## REQUIREMENT 1:
List the bash features that the post on killing processes with bash says you are limited to using.
## REQUIREMENT 2:
Print the passage of the post on killing processes with bash from "Also remember that" to "is spawning others.".
## REQUIREMENT 3:
Carry on the post about killing processes with bash builtins from its last sentence.

## TEXT TO READ:
⁂

2013-02-03 Thread Anoop Sharma
In this case you have to use only bash inbuilt features (which include bash
builtins, special builtins as well as looping, variable manipulation and
redirection capabilities of bash).

Following techniques come to mind (though I have never used/tested any of
them!):

1. Since process IDs are visible in /proc and kill is a bash builtin.
Therefore we may use the following simple shell script. This was the first
solution I thought of. It is quick and dirty solution but it will save you
from a reboot (if you are not running as a superuser):

cd /proc;
for i in *; do echo kill ${i/[!0-9]*/}; done;

This attempts to send SIGTERM to all processes. So, it also kills your
useful processes too (like shell you would be typing this command on!).

A more refined approach would be the following script that tries to kill
all process of a specified name. I tried this on my machine for bash. You
may type ruby or whatever you typed on command line. This script does not
start a new process.
/***/
cd /proc
for i in *
do
if [ -f $i/cmdline ]
then
 read $i/cmdline
if [[ $REPLY == bash ]]
then
 echo kill $i
fi
fi
done
/***/

2. I am not familiar with ruby and what you exactly did. But, if this
technique work, it is better than first one - Use bash builtin named
jobs, to see if the offending process was started as a bash job. If yes,
use kill to send signal to the Jobspec.

Also remember that you may also send signal to process group instead of
sending it to individual processes. Whether it would be better or not would
depend upon how exactly you started the process that is spawning others.

⁂

## RECORDED DATA:

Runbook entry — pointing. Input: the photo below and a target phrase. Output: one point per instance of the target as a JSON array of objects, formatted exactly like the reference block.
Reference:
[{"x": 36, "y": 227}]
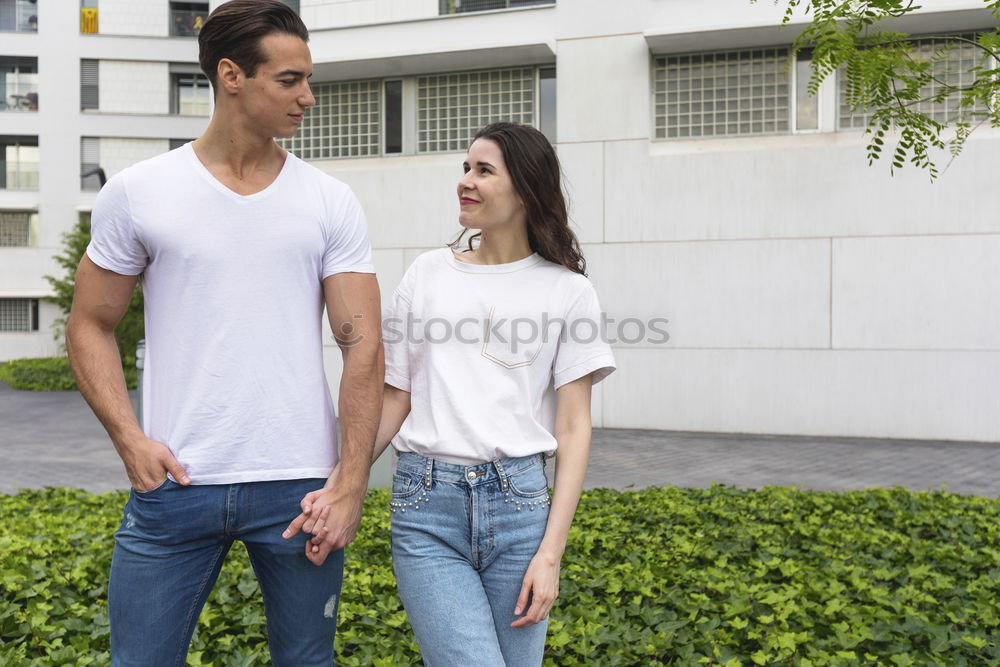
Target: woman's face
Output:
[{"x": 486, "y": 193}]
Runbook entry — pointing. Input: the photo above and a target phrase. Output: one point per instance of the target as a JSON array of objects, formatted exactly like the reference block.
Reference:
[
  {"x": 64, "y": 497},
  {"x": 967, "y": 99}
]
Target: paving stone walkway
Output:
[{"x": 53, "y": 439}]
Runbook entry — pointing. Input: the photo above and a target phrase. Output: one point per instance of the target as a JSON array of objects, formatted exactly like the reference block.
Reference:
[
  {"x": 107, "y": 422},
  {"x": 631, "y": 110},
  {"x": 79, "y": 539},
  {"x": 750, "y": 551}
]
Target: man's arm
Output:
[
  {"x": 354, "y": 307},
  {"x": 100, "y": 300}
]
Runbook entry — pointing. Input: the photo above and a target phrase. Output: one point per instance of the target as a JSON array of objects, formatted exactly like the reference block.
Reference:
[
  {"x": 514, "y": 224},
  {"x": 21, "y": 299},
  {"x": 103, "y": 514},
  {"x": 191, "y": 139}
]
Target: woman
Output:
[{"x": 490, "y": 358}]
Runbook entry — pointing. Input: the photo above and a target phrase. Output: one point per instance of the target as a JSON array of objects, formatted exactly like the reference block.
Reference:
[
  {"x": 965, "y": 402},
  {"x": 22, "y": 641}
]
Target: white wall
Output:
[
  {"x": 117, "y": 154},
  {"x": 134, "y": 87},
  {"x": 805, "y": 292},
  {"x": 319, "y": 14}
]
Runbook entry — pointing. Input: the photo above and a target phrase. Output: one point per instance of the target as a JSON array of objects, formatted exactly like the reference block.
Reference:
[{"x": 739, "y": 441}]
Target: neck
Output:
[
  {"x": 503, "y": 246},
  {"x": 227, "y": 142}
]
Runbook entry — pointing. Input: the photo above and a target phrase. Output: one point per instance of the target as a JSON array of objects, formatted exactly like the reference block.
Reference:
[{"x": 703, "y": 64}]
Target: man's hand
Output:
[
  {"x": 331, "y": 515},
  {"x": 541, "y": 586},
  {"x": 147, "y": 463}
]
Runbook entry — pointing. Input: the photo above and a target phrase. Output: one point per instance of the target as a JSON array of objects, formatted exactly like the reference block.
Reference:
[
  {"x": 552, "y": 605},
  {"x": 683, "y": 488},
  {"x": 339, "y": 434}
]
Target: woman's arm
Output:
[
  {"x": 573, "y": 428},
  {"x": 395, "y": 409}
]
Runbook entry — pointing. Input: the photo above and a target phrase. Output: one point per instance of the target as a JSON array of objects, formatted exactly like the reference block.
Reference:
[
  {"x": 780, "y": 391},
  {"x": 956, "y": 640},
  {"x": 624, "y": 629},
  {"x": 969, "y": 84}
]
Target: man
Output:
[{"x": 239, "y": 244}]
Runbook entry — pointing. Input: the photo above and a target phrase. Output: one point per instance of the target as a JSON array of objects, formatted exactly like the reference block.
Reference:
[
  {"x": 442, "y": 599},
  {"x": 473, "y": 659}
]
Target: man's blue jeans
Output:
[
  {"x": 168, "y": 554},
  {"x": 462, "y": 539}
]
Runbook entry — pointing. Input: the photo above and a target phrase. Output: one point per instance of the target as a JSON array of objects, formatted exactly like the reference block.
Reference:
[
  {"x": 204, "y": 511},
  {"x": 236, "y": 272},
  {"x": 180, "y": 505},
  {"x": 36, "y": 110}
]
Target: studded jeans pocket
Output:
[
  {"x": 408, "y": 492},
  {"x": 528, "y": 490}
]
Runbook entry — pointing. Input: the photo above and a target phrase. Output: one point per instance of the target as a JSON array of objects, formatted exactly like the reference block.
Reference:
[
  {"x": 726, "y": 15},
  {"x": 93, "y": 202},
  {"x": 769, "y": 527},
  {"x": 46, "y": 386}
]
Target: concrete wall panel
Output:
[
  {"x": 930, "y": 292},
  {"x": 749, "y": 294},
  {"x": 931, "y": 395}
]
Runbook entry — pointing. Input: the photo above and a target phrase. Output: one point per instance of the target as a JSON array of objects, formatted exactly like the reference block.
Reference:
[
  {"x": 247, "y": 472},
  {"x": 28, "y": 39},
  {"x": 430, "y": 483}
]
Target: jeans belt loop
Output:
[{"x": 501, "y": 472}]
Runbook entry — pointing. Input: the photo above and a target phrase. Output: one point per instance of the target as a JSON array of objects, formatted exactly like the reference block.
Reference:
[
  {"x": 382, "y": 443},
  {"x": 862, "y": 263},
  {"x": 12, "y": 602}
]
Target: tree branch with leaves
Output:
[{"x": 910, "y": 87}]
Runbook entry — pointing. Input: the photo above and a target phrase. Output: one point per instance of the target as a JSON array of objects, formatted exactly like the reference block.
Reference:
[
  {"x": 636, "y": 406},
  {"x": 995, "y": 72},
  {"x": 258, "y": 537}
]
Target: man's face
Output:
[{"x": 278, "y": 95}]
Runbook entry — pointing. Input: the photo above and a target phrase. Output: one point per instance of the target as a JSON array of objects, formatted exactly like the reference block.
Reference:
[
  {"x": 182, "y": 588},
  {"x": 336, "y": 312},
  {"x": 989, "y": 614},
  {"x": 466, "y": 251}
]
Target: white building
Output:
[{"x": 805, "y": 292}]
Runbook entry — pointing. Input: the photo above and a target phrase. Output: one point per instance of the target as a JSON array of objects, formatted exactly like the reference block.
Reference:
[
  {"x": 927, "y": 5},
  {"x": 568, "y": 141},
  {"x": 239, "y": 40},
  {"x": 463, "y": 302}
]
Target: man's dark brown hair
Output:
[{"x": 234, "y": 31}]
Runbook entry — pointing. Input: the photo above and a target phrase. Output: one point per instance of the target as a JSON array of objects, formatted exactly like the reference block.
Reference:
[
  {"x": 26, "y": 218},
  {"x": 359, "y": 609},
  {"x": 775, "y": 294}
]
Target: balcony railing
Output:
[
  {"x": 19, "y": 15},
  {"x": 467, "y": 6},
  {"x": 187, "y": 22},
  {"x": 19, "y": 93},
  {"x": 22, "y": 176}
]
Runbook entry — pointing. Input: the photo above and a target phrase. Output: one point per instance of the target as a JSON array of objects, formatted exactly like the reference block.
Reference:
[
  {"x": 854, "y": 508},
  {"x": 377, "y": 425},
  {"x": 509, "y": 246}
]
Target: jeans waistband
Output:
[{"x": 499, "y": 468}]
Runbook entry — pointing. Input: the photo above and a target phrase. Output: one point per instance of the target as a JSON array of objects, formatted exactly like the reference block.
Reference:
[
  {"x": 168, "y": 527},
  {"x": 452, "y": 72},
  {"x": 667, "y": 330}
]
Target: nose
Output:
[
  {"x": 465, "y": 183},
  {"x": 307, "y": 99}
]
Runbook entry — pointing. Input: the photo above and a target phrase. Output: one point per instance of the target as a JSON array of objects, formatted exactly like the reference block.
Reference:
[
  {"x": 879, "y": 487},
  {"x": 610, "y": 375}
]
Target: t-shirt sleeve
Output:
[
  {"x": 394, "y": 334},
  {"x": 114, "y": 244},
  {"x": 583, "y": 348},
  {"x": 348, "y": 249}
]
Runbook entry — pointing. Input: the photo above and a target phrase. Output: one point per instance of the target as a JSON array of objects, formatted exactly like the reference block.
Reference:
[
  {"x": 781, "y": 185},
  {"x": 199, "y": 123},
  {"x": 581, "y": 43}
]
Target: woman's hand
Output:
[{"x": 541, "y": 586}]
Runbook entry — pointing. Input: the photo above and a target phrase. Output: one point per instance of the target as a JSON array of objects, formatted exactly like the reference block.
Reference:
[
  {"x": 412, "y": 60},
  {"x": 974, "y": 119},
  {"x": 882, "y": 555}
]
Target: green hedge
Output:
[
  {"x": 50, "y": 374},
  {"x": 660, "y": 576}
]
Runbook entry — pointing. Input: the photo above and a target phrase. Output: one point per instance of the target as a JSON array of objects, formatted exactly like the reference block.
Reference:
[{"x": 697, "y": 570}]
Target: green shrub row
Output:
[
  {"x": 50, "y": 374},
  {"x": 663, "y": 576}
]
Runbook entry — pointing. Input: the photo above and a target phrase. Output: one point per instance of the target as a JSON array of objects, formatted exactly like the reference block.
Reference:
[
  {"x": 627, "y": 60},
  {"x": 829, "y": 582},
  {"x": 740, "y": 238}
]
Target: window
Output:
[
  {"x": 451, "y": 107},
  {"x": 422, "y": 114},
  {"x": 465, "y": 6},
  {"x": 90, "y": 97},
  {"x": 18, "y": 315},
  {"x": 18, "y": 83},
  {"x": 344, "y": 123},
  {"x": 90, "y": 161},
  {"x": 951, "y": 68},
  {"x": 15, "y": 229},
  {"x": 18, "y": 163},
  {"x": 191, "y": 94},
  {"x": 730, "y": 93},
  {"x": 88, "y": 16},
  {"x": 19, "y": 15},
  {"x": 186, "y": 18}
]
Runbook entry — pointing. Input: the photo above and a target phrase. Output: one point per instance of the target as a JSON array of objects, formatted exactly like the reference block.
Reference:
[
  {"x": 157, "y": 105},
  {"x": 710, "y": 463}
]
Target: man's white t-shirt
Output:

⁂

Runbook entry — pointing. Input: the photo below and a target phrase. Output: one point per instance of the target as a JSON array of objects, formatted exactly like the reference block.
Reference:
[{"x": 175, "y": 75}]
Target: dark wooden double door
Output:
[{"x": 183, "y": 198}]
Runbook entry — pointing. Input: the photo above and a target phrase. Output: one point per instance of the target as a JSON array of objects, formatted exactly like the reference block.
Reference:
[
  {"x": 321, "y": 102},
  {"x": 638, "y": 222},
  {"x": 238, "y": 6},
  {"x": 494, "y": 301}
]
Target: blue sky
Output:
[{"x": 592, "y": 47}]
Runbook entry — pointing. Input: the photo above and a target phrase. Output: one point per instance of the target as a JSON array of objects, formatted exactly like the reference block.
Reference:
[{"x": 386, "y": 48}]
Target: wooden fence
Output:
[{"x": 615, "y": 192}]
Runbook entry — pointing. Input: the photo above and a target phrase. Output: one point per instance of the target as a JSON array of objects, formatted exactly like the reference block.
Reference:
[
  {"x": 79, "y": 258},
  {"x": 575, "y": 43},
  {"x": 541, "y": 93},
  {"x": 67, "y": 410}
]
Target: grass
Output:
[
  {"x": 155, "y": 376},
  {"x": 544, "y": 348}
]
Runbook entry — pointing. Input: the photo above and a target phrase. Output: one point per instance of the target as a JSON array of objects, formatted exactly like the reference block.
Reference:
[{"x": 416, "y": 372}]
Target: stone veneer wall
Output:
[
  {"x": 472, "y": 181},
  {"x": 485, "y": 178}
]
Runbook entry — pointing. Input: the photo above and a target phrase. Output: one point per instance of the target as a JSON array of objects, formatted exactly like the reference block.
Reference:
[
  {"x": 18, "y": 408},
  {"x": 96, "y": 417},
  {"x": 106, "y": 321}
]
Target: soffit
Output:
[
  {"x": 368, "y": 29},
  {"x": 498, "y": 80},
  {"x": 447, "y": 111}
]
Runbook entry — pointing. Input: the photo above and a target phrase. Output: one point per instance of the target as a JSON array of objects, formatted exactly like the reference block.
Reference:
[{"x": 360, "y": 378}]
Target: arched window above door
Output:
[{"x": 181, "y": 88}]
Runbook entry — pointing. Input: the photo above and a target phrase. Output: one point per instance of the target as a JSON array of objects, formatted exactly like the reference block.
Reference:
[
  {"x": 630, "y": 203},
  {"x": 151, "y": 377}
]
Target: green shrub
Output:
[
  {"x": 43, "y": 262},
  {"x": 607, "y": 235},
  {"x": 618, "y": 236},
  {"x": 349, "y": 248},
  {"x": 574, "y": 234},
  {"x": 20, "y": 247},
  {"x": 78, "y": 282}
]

⁂

## WRITTEN RESPONSE 1:
- bash builtins
- special builtins
- looping
- variable manipulation
- redirection capabilities

## WRITTEN RESPONSE 2:
Also remember that you may also send signal to process group instead of
sending it to individual processes. Whether it would be better or not would
depend upon how exactly you started the process that is spawning others.

## WRITTEN RESPONSE 3:
But if you used a script to start whatever you were doing, then they would
almost certainly belong to same process group and it may be easier for you
to find process id of that script. That process id would be the process
group id of all the spawned processes. Therefore you may use kill
-pid_of_script (note the - sign) to kill all the processes started by that
script.

HTH,
Anoop



On Sat, Feb 2, 2013 at 10:05 PM, Chirag Anand anand.chi...@gmail.comwrote:

 On 2 February 2013 21:54, Amar Akshat amar.aks...@gmail.com wrote:
  Chirag,
 
  I understand your point of pkill, but I don't think you got my question.
  Basically, my system runs into a state, where all you can run are the
 bash
  commands, like echo, cat etc.
  Any system command like ps won't execute, perhaps because the system
 can't
  find resources to execute them and it will exit saying : cannot fork();

 Ah okay. Only bash built-in commands I haven't used for this purpose,
 in fact I did not even think of them as such at that time. Well 'kill'
 itself is a built-in command, but it requires a pid or jobspec, which
 I don't think you will be able to get at that time.

  On Sun, Feb 3, 2013 at 1:16 AM, Chirag Anand anand.chi...@gmail.com
 wrote:
 
  On 2 February 2013 20:49, Amar Akshat amar.aks...@gmail.com wrote:
   Hi,
  
   Other day I was writing a small pro-active system monitoring script in
   Ruby, and I forgot to close my IO pipe for pgrep command, every time I
   checked my system status.
   So after a day, there were more than 32,000 zombie pgrep processes. I
   could
   only run bash commands and nothing else.
  
   I could only find out number of processes due to bash-completion in
   /proc/
   directory.
   So I had to reboot my system.
  
   However my concern is, in a case like this, is there a way we could,
   find,
   kill the processes by just using bash utilities.? I tried Googling it,
   and
   found a couple of answers, but I am sure you would have run into such
   situations before.
 
  Hi Akshat, in such situations, I generally recommend using pkill
  (perhaps with -9), and _patience_ to kill all the instances of that
  particular process. It may not get triggered instantaneously but
  definitely does the job. You might want to keep doing it until you
  have killed the source which is forking every second. 'ps aux | grep '
  also comes in handy, but again takes some time, but gives you a sense
  of how many processes are left to kill.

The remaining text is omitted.